What is being asked: Only the lines from the one containing "Task: check that each instance of the grass in" through the last line below should be written out, exactly and with both ends kept.

[Location identification entries]
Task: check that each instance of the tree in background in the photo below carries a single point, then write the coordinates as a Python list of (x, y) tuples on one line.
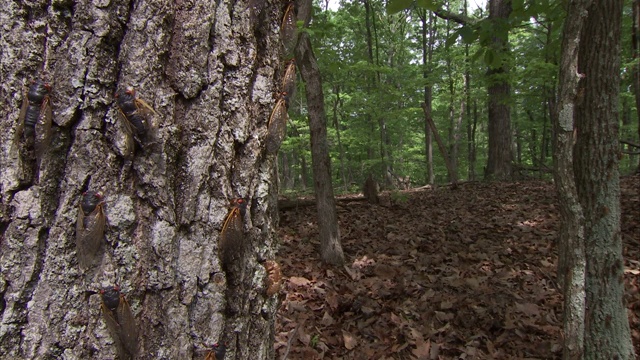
[(209, 71), (330, 247)]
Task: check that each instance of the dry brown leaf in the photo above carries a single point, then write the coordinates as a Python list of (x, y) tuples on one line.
[(327, 319), (422, 350), (350, 341), (298, 281)]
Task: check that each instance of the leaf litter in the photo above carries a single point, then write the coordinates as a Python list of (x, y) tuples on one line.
[(437, 274)]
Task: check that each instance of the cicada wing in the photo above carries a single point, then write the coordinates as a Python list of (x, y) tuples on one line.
[(129, 331), (231, 236), (81, 243), (17, 137), (114, 330), (277, 127), (128, 133), (90, 234), (289, 79), (289, 29), (43, 129)]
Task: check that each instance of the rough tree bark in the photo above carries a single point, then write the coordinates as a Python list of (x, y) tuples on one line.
[(607, 334), (428, 27), (571, 253), (330, 246), (209, 69), (499, 165)]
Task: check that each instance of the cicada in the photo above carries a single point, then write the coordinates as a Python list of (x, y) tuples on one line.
[(274, 277), (34, 121), (218, 352), (232, 233), (136, 117), (120, 322), (277, 126), (289, 29), (90, 227), (289, 81)]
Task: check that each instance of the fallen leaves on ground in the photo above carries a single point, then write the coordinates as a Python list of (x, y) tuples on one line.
[(437, 274)]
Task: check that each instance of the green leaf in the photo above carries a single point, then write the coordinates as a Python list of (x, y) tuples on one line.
[(477, 54), (427, 4), (468, 34), (451, 40), (394, 6)]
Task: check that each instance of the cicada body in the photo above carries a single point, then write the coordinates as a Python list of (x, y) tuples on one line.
[(277, 126), (218, 352), (255, 8), (120, 322), (34, 121), (136, 117), (274, 277), (232, 233), (90, 227), (289, 29), (289, 81)]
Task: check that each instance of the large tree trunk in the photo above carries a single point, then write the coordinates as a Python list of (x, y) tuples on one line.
[(571, 251), (209, 72), (499, 165), (607, 334)]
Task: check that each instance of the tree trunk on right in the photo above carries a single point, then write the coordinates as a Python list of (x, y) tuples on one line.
[(607, 334), (500, 143)]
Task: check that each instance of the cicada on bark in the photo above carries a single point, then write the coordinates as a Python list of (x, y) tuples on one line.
[(120, 322), (136, 116), (34, 121), (289, 81), (289, 29), (90, 227), (232, 233), (218, 352), (277, 126), (274, 277)]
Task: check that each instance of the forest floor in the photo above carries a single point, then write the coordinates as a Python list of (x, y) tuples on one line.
[(437, 274)]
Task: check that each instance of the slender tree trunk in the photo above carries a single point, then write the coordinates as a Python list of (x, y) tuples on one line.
[(472, 151), (607, 333), (208, 72), (635, 47), (330, 247), (571, 248), (499, 165), (428, 28), (336, 124)]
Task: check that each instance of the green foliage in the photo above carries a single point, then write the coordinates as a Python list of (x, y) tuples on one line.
[(367, 89)]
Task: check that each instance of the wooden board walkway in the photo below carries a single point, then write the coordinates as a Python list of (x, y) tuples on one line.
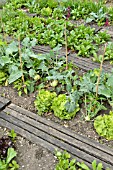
[(53, 136), (3, 103)]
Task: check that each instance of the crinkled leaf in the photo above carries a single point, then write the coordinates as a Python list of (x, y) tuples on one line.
[(10, 154), (14, 76)]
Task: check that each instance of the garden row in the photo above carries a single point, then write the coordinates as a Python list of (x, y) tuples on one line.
[(53, 24), (61, 90)]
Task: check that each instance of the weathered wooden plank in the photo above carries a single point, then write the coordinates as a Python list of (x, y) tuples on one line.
[(3, 103), (63, 130), (57, 142), (34, 138), (4, 100), (67, 139)]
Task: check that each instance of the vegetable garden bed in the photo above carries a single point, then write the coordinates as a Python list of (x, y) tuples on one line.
[(69, 82)]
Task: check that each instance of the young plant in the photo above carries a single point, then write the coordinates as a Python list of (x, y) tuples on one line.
[(104, 125), (44, 101), (100, 71), (65, 162), (9, 162), (59, 108), (12, 135)]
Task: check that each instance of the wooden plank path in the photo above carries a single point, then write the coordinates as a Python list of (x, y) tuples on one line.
[(53, 136), (3, 103)]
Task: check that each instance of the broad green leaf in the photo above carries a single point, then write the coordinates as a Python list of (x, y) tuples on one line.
[(10, 155), (82, 165), (14, 76), (5, 60)]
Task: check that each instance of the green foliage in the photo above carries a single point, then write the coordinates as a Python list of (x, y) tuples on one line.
[(9, 163), (50, 30), (12, 134), (104, 125), (65, 162), (44, 101), (92, 106), (3, 77), (58, 106)]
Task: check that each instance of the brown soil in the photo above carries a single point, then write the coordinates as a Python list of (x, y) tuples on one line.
[(35, 157)]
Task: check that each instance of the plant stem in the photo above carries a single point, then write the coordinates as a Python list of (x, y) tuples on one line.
[(100, 71), (20, 57), (2, 25), (66, 47)]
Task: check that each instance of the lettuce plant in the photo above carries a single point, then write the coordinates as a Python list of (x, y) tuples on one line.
[(104, 125), (58, 106), (43, 101)]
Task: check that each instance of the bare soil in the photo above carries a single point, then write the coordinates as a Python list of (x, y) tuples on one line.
[(34, 157)]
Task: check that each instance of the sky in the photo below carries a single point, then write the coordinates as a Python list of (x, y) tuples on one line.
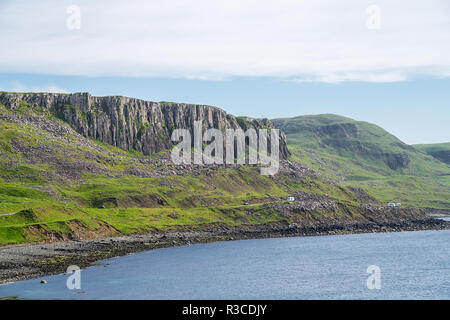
[(385, 62)]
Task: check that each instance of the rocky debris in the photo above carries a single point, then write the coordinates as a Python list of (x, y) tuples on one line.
[(130, 123)]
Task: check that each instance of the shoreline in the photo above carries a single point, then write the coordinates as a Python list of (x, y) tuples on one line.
[(27, 261)]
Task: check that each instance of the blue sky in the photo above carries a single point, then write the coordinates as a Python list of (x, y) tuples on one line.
[(416, 111), (386, 63)]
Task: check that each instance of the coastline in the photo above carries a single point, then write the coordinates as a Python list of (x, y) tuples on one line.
[(27, 261)]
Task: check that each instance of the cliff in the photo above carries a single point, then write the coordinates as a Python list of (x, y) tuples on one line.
[(130, 123)]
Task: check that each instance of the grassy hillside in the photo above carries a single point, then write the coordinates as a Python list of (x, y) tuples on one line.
[(440, 151), (54, 184), (362, 154)]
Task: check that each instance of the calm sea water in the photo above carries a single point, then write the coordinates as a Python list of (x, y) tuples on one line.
[(413, 265)]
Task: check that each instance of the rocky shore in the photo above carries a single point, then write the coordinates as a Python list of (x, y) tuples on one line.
[(20, 262)]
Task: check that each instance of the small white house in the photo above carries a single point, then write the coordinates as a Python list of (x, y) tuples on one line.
[(393, 205)]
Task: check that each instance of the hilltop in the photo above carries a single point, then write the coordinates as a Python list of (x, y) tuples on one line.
[(361, 154)]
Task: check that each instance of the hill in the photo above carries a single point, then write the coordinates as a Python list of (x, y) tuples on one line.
[(72, 171), (361, 154), (440, 151)]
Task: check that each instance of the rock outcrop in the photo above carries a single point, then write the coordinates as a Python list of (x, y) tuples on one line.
[(130, 123)]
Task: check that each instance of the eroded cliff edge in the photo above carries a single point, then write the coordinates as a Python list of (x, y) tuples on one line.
[(130, 123)]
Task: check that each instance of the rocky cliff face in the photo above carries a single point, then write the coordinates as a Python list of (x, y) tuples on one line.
[(130, 123)]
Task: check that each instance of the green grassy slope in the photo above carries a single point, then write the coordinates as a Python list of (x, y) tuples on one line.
[(440, 151), (362, 154), (53, 181)]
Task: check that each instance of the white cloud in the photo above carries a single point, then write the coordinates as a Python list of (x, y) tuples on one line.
[(313, 40), (18, 87)]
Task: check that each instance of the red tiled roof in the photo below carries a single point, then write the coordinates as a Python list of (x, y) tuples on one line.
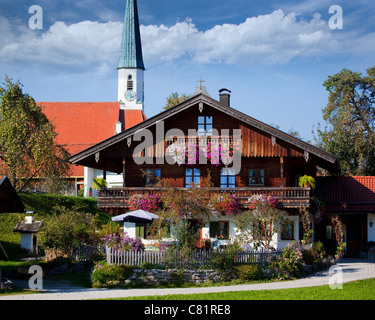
[(81, 125), (357, 193)]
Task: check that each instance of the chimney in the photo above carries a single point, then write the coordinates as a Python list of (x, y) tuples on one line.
[(224, 95)]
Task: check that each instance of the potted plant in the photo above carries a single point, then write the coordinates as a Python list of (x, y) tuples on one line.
[(307, 182)]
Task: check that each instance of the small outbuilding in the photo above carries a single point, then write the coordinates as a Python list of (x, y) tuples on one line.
[(29, 233)]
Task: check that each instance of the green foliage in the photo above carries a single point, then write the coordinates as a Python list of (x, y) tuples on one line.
[(99, 184), (27, 141), (250, 272), (290, 263), (68, 227), (174, 99), (111, 274), (306, 180), (260, 224), (223, 261), (350, 118)]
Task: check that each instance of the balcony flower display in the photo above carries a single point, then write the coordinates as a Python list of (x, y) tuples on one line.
[(192, 154), (178, 152), (266, 199), (219, 152), (123, 242), (224, 204), (147, 202)]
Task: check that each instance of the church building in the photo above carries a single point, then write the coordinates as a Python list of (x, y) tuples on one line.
[(81, 125)]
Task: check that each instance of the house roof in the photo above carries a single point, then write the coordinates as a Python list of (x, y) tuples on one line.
[(9, 199), (81, 125), (24, 227), (350, 194), (327, 159), (131, 47)]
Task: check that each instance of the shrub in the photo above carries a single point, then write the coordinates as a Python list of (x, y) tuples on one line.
[(291, 261), (110, 274), (250, 272), (319, 251)]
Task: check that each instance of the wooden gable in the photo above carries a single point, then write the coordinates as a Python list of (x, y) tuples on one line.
[(258, 139)]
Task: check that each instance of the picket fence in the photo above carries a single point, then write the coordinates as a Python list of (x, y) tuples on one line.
[(195, 260)]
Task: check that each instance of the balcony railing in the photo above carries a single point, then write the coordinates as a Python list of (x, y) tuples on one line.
[(287, 197)]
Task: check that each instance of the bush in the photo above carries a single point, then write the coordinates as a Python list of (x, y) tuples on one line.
[(250, 272), (290, 263), (111, 274)]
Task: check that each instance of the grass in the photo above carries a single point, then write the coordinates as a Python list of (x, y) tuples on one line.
[(357, 290)]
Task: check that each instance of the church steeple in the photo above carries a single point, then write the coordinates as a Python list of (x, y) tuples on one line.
[(130, 66), (131, 47)]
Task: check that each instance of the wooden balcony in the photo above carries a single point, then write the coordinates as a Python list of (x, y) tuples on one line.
[(117, 198)]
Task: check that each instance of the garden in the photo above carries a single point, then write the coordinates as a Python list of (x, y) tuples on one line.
[(67, 226)]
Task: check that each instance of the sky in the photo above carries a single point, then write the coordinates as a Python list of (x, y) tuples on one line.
[(273, 55)]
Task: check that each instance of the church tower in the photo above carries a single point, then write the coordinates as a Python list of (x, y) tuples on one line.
[(130, 67)]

The completed task:
Task: check that each instance of the grass in the photo above carries a single point, then write the coordinates as a Python list of (x, y) tuples on one line.
[(357, 290)]
Task: check that each instance of the church steeple in the photo above carries a single point, then write the coordinates as a Python list of (x, y) tuples on one line.
[(130, 66), (131, 47)]
Task: check that each instance of the wooden balcony in the photo above carries a single point, then write the coordinates as a Python list of (x, y) tuples on one line.
[(117, 198)]
Task: check that each instance of the garden in the photo above carries a single point, then write the coordinates as a Python list of (x, y) tuples on one line.
[(67, 226)]
Task: check that each instance of the sky in the photo above carries a single point, then write the coordinates as a Python list of (x, y) tuples on one line.
[(273, 55)]
Task: check that each instance of the church tower in the photo above carries a single point, then write the coordinates as a Python list of (x, y) tuples on one line.
[(130, 67)]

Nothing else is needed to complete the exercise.